*REGISTROS DE DADOS:*
§ §

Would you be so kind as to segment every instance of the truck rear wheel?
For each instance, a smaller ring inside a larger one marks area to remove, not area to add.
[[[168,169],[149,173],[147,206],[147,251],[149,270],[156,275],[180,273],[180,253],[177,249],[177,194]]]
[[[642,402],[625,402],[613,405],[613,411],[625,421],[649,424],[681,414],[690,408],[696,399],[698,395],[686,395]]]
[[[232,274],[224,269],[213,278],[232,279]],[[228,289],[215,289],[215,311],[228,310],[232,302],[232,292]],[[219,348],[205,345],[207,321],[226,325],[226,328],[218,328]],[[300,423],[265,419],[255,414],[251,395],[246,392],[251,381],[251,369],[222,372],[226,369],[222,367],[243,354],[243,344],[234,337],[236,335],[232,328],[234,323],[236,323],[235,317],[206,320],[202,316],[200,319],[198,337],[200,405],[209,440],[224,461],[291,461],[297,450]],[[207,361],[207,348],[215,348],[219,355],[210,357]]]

§ §

*ENUNCIADO:* Troque "rear wheel" por "front wheel" nos registros acima e reescreva as linhas, mantendo todo o restante inalterado.

*RESOLUÇÃO ESCRITA:*
Would you be so kind as to segment every instance of the truck front wheel?
For each instance, a smaller ring inside a larger one marks area to remove, not area to add.
[[[168,169],[149,173],[147,206],[147,251],[149,270],[156,275],[180,273],[180,253],[177,249],[177,194]]]
[[[642,402],[625,402],[613,405],[613,411],[625,421],[649,424],[681,414],[690,408],[696,399],[698,395],[686,395]]]
[[[232,274],[224,269],[213,278],[232,279]],[[228,289],[215,289],[215,311],[228,310],[232,302],[232,292]],[[219,348],[205,345],[207,321],[226,325],[226,328],[218,328]],[[300,423],[265,419],[255,414],[251,395],[246,392],[251,381],[251,369],[222,372],[226,369],[222,367],[243,354],[243,344],[234,337],[236,335],[232,328],[234,323],[236,323],[235,317],[206,320],[202,316],[200,319],[198,337],[200,405],[209,440],[224,461],[291,461],[297,450]],[[207,361],[207,348],[215,348],[219,355],[210,357]]]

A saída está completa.